La seconde catégorie, celle de la victime, s’oppose radicalement à la précédente. Dans ces cas – notamment les dossiers impliquant des mineurs étrangers isolés ou des demandeurs d’asile – les justiciables sont également assignés à une totale passivité qui est en elle-même connotée positivement : l’étranger doit être protégé précisément parce qu’il ne fait que subir son destin – c’est-à-dire ici l’immigration elle-même, soit qu’elle ait été imposée par une persécution, soit qu’elle soit organisée par des parents ou des réseaux criminels pour un mineur irresponsable juridiquement et moralement. Dans ce dernier cas, on peut alors évoquer un véritable « ancrage compassionnel » des débats judiciaires : la perception des jeunes justiciables comme a priori passifs et innocents, éventuellement manipulés par d’autres mais difficilement incriminables eux-mêmes, interdit de développer à leur encontre certains arguments stigmatisants et rend au contraire acceptables des explications qui auraient été rejetées dans le cas d’un majeur. Un jeune mineur, dont la représentante légale admet qu’il a voyagé avec de faux documents car cette solution était la seule dont il disposait, est in fine libéré par la JLD. Cette indulgence est toutefois strictement conditionnée : de même que les juges de la Cour nationale du droit d’asile attendent d’un étranger persécuté en raison de son orientation sexuelle qu’il « ait l’air gay » 12, on attend ici d’un mineur qu’il se conduise en mineur : c’est-à-dire que son attitude corresponde à l’innocence supposée d’un enfant, incapable de stratégie. Le trouble surgit dès lors dans les cas limites – ceux des jeunes qui affirment avoir 17 ans – où la minorité même demeure incertaine et où l’âge des justiciables laisse supposer qu’ils sont à la fois majeurs et suffisamment stratèges pour le dissimuler et inscrire leur mensonge dans un projet plus large d’immigration irrégulière vers l’Europe 13.

+ + + +

■ Consignes ■
1: Indiquez combien de lignes des enregistrements contiennent la chaîne « over », en tenant compte de la casse. Donnez ce nombre seul.
2: Reprenez le texte sur la catégorie de la victime dans les audiences d'étrangers et poursuivez-le à partir de sa dernière phrase.

+ + + +

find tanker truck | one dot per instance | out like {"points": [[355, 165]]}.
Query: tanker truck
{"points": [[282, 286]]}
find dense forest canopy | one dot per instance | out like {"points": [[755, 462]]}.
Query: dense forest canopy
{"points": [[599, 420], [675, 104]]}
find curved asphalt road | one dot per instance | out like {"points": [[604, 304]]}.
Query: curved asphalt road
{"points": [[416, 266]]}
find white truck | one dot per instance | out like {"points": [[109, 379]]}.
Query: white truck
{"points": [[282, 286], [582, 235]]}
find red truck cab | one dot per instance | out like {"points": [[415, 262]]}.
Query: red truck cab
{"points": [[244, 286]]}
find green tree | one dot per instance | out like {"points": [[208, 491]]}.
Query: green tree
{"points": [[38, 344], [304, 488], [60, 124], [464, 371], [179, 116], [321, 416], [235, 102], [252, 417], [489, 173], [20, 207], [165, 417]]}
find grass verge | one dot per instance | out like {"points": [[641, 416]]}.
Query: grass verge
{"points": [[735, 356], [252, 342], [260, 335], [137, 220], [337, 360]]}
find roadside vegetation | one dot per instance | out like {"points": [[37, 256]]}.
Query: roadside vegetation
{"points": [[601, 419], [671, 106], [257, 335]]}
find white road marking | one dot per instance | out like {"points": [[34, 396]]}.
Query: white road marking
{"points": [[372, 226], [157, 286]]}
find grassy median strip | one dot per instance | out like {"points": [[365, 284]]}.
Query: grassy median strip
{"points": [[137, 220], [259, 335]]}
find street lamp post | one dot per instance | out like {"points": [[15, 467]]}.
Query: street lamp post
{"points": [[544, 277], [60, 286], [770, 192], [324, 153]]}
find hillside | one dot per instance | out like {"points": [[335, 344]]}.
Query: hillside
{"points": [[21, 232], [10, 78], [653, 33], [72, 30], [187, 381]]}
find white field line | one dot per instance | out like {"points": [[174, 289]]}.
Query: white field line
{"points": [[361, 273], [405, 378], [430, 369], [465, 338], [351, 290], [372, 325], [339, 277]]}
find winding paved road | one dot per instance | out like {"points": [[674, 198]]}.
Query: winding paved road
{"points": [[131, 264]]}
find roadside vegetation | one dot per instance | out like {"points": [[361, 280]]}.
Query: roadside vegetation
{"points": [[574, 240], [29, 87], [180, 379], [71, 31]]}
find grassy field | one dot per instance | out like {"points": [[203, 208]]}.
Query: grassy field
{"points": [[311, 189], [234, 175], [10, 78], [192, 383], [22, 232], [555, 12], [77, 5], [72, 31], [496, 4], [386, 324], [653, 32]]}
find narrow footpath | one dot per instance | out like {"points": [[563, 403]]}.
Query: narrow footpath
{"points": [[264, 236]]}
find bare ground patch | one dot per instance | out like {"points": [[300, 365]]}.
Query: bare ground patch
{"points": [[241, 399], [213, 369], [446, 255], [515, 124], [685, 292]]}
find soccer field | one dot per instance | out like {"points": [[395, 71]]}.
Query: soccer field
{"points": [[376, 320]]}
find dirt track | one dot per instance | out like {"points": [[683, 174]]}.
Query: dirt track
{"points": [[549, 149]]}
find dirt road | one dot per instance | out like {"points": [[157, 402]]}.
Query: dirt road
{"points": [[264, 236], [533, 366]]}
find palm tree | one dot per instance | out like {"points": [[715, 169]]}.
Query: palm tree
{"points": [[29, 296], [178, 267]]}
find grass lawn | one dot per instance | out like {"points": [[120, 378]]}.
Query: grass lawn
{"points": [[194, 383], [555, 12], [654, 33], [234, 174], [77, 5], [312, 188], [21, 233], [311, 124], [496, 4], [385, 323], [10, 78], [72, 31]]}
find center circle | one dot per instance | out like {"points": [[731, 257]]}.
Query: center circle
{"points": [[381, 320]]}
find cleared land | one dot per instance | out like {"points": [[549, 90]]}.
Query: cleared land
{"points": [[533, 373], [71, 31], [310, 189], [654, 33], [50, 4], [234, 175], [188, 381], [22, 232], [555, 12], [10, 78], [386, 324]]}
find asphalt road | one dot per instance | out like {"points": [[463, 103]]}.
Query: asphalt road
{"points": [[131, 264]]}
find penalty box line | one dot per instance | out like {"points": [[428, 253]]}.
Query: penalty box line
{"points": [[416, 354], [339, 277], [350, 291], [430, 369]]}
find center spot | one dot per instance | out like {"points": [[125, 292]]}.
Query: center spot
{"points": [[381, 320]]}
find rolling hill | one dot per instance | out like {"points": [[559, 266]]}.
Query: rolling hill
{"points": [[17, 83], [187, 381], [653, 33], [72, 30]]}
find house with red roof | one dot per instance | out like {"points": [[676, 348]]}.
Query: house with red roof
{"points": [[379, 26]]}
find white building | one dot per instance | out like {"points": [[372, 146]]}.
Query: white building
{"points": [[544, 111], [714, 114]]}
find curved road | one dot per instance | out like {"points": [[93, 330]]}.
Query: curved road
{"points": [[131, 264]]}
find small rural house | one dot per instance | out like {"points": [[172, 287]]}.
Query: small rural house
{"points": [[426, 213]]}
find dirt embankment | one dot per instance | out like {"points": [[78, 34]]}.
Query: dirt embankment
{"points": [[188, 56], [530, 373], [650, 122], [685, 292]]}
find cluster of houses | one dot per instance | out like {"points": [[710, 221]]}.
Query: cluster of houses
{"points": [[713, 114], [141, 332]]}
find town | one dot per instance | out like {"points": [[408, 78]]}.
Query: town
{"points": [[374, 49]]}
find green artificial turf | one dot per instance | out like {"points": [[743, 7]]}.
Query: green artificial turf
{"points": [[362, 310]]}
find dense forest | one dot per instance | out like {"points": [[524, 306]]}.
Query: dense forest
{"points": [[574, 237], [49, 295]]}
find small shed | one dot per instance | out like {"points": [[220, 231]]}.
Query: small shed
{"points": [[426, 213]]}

+ + + +

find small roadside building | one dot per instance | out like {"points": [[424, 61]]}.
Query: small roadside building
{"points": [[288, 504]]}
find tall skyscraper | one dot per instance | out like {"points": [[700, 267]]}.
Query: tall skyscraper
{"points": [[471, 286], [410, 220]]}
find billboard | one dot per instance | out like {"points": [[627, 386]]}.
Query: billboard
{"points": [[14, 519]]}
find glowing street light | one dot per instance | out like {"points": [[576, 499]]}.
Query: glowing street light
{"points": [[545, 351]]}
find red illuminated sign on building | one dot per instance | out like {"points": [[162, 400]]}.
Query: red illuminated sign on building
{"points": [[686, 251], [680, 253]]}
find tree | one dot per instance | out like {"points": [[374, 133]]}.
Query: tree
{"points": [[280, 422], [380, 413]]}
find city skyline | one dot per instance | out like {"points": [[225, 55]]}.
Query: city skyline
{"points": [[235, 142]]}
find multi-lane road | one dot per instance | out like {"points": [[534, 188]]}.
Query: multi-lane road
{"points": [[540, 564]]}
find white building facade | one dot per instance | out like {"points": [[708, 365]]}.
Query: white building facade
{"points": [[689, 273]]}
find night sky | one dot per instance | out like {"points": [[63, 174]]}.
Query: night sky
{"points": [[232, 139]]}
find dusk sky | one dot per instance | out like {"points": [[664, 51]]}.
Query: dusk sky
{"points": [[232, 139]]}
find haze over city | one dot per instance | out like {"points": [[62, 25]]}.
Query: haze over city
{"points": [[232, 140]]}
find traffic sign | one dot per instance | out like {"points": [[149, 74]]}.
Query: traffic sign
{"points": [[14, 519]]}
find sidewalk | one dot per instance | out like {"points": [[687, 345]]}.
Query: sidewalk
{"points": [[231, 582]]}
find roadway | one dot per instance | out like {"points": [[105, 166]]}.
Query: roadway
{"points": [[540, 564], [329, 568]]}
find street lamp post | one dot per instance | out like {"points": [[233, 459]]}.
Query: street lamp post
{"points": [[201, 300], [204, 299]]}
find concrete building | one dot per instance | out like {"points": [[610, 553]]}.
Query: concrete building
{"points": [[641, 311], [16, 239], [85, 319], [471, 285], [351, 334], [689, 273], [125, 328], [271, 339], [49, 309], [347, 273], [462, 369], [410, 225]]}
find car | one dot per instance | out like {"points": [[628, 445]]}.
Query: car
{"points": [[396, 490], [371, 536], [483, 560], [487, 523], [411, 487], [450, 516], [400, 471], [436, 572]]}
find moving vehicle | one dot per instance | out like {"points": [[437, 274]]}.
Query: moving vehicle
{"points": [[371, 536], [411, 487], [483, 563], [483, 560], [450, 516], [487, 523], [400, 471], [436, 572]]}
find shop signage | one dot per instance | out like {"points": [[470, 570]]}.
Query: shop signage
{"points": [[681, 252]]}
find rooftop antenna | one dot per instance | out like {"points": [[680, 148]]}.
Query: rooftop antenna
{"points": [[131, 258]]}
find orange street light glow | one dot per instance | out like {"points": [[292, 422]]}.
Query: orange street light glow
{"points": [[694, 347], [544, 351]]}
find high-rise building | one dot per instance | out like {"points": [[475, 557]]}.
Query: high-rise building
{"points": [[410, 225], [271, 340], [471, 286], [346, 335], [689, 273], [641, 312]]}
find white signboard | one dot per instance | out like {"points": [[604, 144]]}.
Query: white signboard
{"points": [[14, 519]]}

+ + + +

■ Réponses par tâche ■
1: 2

2:
La troisième et dernière catégorie est celle des touristes. Dans ces cas, c’est la qualification elle-même qui est en jeu : les étrangers affirment se rendre en France ou en Europe pour visiter le pays ou la famille qui y est installée. Pour les policiers qui les ont contrôlés, ils sont toutefois avant tout dépourvus des documents qui leur permettraient l’entrée sur le territoire, sans fournir par ailleurs d’explication valable à ce sujet – raison pour laquelle ils ont requalifié le séjour touristique allégué en tentative d’entrée irrégulière dans l’espace Schengen. L’examen de leur dossier à l’audience constitue donc plus que jamais une épreuve de vérité où ces deux qualifications – touriste ou migrant irrégulier – sont mises en balance. Là encore, l’enjeu est bel et bien de déterminer si les étrangers appartiennent à la « clientèle policière » stigmatisée ou s’il s’agit de personnes exerçant légitimement leur droit d’entrer sur le territoire – qui seraient tout à la fois respectables et outrageusement blessées par le soupçon qu’on fait peser sur elles. Ici aussi, la trajectoire et la position des magistrates se conjuguent avec la situation des migrants pour donner une issue spécifique à chaque dossier : l’ancienne juge d’instruction voit plus volontiers les étrangers comme des délinquants ou des trafiquants si leur récit est flou.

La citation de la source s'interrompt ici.